==== Available records

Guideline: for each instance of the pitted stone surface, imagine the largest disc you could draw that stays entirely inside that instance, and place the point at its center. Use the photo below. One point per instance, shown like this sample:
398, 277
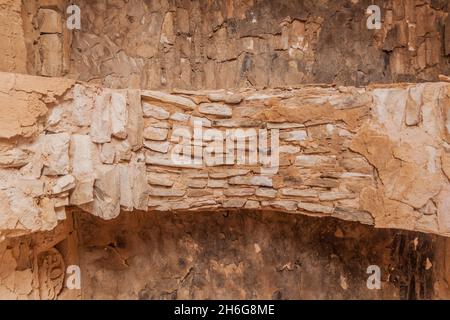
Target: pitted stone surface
377, 155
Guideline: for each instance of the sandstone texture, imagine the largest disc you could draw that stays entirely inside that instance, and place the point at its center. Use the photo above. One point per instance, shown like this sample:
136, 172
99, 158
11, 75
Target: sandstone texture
377, 155
187, 149
228, 44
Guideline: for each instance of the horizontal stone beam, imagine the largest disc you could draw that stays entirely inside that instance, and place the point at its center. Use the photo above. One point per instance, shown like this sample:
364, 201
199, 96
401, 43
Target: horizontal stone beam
378, 155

========

**Exercise directions**. Restate each line of the records exactly; pictures do not belong in the copy.

**Response**.
Guideline: for each instance of the pitted stone surface, imagine the largest disc you could draw that stays entirely inside that instance, and place the point at its center. Use the photo below. One point per instance, shown like this sample:
398, 277
Target: pitted stone surface
377, 155
Guideline: for each instance of the sandstone texture, imagine the largest disc you could draw that stays entirely inside that instance, and place the point at its center. Use the photo above. One point per instance, shown like this sample:
136, 172
99, 158
11, 75
Target: sandstone texture
377, 155
187, 149
228, 44
Guideline: for each instance of the horizontal stone beam, imagine the largest disc you could draw that stays entirely inside that instance, and place the point at its center. Use the photo above. One point per instance, shown like this sample:
364, 201
199, 96
401, 43
Target: horizontal stone beam
378, 155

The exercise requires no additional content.